### Given instruction 1:
Copy out the rows starting with the line that contains "dry grass, returned" and going on through the line that contains "[[465, 153], [35, 191]]".

### Source passage:

◇ ◇ ◇ ◇

In my opinion, Legends pales in comparison to Chronicles in terms of the story of our heroes, but mostly makes up for that in lore. Krynn is a world of two times. This is constantly reinforced during several novels, and in a way it defines the setting. There was the Krynn pre-cataclysm (PC) and after the cataclysm (AC). The Legends trilogy takes place pre-cataclysm. And yet it also looks at the lives of the legendary War of the Lance heroes. How does it do this? Time travel.

Yes, Legends is about time travel.

Time travel in fantasy

Some people love time travel in fiction, other people hate it. I believe I'm ambivalent. I can't say I'm not a fan, because I watch Doctor Who and I love the Back to the Future trilogy and I enjoyed the original Terminator movie. I'm entrenched in it.

Regardless of how you feel about the trope, I think it's safe to say that time travel in this book is primarily a vehicle for lore. If you want to know what the world was like before the cataclysm, then you can travel back to Krynn (PC) and experience it yourself, through the eyes of Caramon. It works really well, and in some unexpected ways.

You might argue, for instance, that instead of throwing our heroes (or a subset of them, anyway) through time and space just to deliver some lore, the authors could have just written a book set before the cataclysm. However, I do think the world is much more alive in this trilogy because of our familiarity with Caramon. We know Caramon's struggle, and we know what's normal for him. When something happens that's uniquely pre-cataclysm, it's underscored by Caramon's reaction to it. You don't have to rely on your memory of Krynn from Chronicles because Caramon's there to point out the difference for you. It's an effective storytelling trick that's bolstered by the new struggles Caramon is experiencing in this book.

◇ ◇ ◇ ◇

### Stored records:
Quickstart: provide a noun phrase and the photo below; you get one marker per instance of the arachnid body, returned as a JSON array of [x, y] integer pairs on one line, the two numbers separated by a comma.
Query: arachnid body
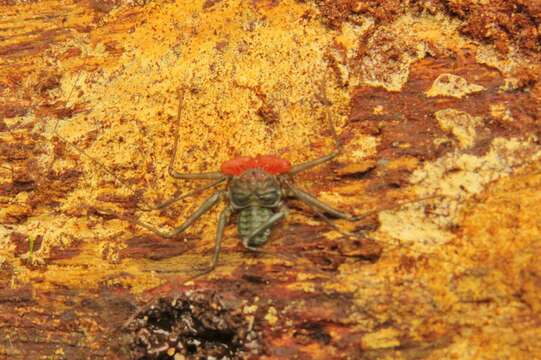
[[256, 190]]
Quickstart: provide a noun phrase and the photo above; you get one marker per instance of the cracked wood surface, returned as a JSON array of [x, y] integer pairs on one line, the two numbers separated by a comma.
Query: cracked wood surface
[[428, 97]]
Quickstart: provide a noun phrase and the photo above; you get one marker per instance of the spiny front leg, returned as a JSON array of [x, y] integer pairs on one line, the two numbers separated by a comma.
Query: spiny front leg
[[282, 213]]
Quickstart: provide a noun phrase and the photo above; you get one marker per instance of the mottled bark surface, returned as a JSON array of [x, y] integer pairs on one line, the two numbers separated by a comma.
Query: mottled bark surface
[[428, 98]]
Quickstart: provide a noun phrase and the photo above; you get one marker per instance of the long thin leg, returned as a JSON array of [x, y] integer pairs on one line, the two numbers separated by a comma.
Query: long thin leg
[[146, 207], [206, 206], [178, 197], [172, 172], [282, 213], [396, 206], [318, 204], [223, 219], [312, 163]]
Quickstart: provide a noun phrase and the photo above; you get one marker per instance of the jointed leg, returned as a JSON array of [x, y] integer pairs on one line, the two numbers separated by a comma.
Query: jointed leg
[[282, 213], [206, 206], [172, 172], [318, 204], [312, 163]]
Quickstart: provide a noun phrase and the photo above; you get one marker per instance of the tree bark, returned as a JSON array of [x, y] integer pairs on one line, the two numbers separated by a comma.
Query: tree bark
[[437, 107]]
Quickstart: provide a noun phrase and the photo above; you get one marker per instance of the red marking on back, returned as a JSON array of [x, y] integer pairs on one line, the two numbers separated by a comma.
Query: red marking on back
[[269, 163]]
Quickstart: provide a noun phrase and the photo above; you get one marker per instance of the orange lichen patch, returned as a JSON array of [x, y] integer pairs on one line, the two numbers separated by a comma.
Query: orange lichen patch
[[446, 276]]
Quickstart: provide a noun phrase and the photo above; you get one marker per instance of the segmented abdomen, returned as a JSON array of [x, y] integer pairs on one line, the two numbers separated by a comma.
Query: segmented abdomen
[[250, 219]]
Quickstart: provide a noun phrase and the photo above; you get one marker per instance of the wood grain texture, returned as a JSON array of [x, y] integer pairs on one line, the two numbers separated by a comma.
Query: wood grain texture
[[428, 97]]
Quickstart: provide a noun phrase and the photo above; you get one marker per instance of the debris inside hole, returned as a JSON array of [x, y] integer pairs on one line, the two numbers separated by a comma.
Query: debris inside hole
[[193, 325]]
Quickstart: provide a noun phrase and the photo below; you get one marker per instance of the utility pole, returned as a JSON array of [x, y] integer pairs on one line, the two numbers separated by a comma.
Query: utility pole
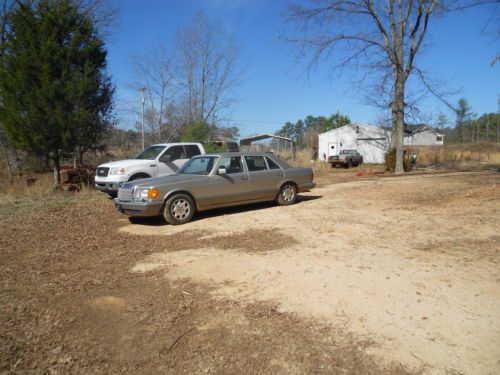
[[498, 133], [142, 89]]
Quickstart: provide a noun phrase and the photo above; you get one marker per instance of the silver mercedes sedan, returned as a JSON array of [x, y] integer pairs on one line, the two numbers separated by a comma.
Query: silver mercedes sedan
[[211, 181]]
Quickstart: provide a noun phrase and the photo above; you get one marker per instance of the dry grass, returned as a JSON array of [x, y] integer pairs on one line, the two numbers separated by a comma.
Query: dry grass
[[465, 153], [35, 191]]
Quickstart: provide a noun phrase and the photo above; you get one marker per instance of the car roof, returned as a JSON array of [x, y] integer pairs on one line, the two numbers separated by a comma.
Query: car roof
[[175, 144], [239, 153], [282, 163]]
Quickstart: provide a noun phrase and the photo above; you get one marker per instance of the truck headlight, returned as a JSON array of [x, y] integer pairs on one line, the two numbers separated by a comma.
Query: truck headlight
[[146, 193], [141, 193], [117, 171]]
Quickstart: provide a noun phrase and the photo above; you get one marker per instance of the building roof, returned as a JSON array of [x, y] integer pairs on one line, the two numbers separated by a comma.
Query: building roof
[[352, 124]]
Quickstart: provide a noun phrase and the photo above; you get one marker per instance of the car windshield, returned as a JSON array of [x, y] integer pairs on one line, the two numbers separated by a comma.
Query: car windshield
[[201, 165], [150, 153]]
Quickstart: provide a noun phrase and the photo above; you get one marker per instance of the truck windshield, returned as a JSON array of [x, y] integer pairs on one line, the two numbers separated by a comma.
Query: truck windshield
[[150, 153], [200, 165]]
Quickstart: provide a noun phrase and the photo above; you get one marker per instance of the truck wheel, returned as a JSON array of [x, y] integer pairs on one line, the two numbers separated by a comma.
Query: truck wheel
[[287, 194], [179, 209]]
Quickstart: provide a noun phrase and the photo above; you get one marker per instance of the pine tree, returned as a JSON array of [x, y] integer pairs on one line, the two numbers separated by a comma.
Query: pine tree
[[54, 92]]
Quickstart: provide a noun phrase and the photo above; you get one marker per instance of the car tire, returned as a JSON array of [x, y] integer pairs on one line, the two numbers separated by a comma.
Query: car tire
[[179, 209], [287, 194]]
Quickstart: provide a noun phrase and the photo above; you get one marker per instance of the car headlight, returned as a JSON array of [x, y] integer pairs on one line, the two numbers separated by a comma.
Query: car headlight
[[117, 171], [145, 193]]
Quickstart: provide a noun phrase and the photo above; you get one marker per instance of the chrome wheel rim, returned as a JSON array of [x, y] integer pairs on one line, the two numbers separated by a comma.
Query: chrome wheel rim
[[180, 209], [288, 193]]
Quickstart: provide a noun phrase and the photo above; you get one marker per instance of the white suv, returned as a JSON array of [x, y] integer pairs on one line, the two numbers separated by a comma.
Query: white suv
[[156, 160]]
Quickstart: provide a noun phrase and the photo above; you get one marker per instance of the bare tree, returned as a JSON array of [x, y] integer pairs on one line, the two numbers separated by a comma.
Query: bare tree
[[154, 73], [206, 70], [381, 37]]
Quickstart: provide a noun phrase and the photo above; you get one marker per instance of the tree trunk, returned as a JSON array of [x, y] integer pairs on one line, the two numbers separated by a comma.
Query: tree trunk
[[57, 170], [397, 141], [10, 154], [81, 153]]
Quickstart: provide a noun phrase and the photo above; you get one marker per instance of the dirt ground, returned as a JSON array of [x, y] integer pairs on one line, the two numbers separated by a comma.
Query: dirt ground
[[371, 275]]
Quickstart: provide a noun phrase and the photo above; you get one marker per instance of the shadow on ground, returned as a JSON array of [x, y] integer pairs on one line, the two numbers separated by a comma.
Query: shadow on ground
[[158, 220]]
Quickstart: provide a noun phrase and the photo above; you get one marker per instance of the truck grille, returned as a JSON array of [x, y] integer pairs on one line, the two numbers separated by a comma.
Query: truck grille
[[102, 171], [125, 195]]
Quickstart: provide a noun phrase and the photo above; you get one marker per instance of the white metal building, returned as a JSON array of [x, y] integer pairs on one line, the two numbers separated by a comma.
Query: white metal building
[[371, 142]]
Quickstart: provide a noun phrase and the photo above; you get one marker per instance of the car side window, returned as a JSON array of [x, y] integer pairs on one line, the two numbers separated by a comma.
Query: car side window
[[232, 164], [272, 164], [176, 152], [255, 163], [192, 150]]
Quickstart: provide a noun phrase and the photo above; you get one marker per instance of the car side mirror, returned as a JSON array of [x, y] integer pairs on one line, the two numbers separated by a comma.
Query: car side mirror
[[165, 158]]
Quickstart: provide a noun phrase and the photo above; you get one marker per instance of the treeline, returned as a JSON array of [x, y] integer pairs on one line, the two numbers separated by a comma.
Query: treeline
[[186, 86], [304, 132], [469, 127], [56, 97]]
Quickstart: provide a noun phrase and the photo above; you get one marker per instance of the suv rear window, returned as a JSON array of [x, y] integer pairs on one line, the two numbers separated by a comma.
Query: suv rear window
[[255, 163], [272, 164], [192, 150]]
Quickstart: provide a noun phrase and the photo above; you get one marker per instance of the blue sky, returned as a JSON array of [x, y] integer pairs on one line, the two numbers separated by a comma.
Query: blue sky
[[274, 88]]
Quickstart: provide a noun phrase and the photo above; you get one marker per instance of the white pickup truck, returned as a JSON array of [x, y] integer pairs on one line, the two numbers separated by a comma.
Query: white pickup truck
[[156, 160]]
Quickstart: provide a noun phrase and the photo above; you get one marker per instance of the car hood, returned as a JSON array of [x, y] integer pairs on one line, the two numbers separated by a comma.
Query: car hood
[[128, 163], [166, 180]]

◇ ◇ ◇ ◇

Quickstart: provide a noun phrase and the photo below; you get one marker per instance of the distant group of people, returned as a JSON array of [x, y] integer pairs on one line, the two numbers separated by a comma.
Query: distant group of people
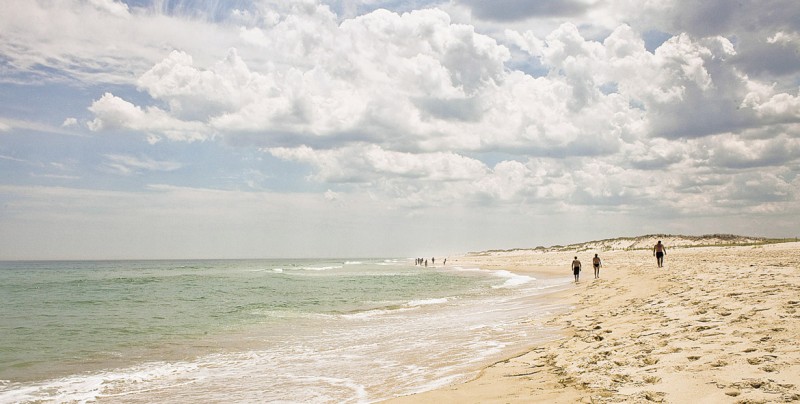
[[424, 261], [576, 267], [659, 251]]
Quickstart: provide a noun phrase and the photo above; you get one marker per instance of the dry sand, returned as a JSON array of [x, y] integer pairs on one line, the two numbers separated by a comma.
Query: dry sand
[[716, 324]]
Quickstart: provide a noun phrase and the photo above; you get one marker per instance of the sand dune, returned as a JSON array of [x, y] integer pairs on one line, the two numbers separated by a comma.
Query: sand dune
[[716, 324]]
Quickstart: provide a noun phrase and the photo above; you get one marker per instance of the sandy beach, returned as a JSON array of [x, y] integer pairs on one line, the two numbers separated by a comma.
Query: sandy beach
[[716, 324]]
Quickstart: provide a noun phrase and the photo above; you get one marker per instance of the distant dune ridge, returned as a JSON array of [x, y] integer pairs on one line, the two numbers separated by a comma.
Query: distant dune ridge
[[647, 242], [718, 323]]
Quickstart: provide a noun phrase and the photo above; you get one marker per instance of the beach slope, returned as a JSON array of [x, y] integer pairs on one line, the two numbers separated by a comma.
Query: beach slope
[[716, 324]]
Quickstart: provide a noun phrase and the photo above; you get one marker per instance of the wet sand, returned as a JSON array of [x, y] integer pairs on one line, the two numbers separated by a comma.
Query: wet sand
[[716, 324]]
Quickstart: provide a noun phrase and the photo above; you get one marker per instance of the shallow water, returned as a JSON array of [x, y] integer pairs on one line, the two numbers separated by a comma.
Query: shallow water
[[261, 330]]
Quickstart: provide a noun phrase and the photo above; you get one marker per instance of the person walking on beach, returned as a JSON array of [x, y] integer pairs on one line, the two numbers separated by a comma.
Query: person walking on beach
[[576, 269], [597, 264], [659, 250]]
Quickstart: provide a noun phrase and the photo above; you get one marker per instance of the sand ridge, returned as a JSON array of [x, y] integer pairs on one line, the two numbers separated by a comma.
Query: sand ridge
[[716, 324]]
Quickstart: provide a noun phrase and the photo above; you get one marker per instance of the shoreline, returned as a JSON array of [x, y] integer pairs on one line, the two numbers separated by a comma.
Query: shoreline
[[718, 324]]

◇ ◇ ◇ ◇

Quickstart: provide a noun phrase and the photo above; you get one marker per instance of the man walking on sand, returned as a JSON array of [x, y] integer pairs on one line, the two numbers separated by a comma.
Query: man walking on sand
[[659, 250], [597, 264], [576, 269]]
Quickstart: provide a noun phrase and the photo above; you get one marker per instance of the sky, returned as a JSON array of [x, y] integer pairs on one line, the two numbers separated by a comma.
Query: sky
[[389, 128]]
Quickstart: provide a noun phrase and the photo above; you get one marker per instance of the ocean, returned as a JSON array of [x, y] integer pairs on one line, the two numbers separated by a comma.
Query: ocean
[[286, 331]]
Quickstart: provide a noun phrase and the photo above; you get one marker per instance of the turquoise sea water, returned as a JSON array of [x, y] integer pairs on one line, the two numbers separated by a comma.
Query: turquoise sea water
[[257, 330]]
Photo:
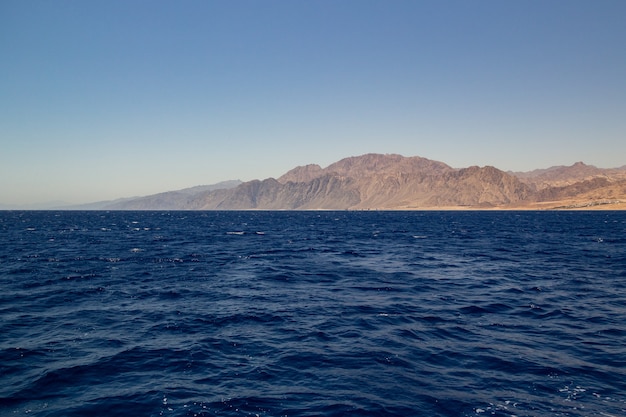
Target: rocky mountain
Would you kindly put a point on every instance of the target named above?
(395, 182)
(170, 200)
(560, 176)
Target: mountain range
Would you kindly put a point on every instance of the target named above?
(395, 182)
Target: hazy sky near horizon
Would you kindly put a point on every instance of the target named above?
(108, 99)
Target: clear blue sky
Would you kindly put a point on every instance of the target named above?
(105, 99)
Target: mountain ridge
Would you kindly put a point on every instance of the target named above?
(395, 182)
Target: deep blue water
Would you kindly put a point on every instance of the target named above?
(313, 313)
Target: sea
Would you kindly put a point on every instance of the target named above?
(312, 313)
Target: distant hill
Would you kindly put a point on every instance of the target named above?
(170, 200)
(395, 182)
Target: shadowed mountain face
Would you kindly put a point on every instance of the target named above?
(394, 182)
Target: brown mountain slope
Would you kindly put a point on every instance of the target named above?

◇ ◇ ◇ ◇

### Given instruction 2:
In the review of the Legends trilogy, write out the part starting with "Some people love" and going on through "entrenched in it.", putting "Star Trek" in place of "Doctor Who".

### Task output 1:
Quickstart: provide a noun phrase and the photo above; you get one marker per instance of the dry grass, returned as a JSON array of [x, y] integer pairs on one line, the two numbers separated by a comma.
Query: dry grass
[[465, 153], [35, 191]]

### Task output 2:
Some people love time travel in fiction, other people hate it. I believe I'm ambivalent. I can't say I'm not a fan, because I watch Star Trek and I love the Back to the Future trilogy and I enjoyed the original Terminator movie. I'm entrenched in it.